_Try it_
Every line of the material that mentions the word "with" should be copied out.

_Data provided_
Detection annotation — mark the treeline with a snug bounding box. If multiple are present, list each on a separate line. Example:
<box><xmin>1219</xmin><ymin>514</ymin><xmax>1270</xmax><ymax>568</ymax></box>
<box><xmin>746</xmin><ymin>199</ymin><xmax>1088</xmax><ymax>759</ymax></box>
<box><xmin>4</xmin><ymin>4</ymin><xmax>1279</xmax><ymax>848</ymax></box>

* * *

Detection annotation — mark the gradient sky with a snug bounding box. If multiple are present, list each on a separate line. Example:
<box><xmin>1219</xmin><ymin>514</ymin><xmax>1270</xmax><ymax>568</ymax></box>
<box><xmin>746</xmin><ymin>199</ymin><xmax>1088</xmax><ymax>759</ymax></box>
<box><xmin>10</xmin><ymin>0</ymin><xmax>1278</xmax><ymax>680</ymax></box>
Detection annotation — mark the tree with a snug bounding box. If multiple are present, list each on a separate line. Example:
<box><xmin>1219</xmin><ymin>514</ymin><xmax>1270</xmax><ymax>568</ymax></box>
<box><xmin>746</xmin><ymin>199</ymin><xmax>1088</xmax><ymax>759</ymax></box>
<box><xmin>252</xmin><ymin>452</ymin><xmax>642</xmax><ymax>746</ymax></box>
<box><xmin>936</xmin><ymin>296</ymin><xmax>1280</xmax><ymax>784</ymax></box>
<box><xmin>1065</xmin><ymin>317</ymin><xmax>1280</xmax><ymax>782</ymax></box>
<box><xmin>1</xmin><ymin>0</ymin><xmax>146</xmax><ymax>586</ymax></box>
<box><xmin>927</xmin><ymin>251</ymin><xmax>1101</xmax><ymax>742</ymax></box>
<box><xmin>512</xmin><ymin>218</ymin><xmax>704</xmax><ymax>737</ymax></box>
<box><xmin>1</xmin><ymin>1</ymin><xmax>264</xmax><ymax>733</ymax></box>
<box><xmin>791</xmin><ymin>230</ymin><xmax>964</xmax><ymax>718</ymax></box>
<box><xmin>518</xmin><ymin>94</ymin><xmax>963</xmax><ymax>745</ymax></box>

==

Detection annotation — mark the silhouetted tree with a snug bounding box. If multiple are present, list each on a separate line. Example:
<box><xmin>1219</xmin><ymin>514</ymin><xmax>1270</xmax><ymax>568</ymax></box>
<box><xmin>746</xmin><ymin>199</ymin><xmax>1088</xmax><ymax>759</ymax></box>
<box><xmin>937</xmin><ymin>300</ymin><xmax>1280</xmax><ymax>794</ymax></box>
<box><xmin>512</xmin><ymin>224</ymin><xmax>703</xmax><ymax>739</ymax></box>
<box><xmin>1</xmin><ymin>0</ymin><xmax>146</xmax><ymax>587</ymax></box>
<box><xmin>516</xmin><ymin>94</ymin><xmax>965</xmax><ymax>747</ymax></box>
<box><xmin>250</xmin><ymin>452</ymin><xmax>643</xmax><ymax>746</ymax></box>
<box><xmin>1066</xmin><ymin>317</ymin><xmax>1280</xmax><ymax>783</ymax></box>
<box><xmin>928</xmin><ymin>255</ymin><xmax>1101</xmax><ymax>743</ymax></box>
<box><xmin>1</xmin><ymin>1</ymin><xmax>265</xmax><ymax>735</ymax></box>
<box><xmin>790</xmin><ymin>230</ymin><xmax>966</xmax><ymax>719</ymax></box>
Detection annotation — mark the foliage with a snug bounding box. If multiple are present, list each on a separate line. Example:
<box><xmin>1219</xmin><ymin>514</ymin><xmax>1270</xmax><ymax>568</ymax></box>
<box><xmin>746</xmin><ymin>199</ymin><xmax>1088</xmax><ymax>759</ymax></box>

_Output_
Detection annotation — mark the treeline with a snug bounding box. If multiple are present, list each on a separate line. Example:
Detection annotation — mark the gradient sky with a snug bounding box. If multiple are present, list each on a separate line. Example:
Detection annotation — mark the tree with a snug bounding box. If multiple are present, list each on a separate line. Example:
Detection annotation — mark the silhouetted tree with a snug bounding box. If multiple are present, list each on a separate line. Example:
Detection annotation — mark the foliage with a snug bounding box. If multiple are present, list each on a separate line. Example:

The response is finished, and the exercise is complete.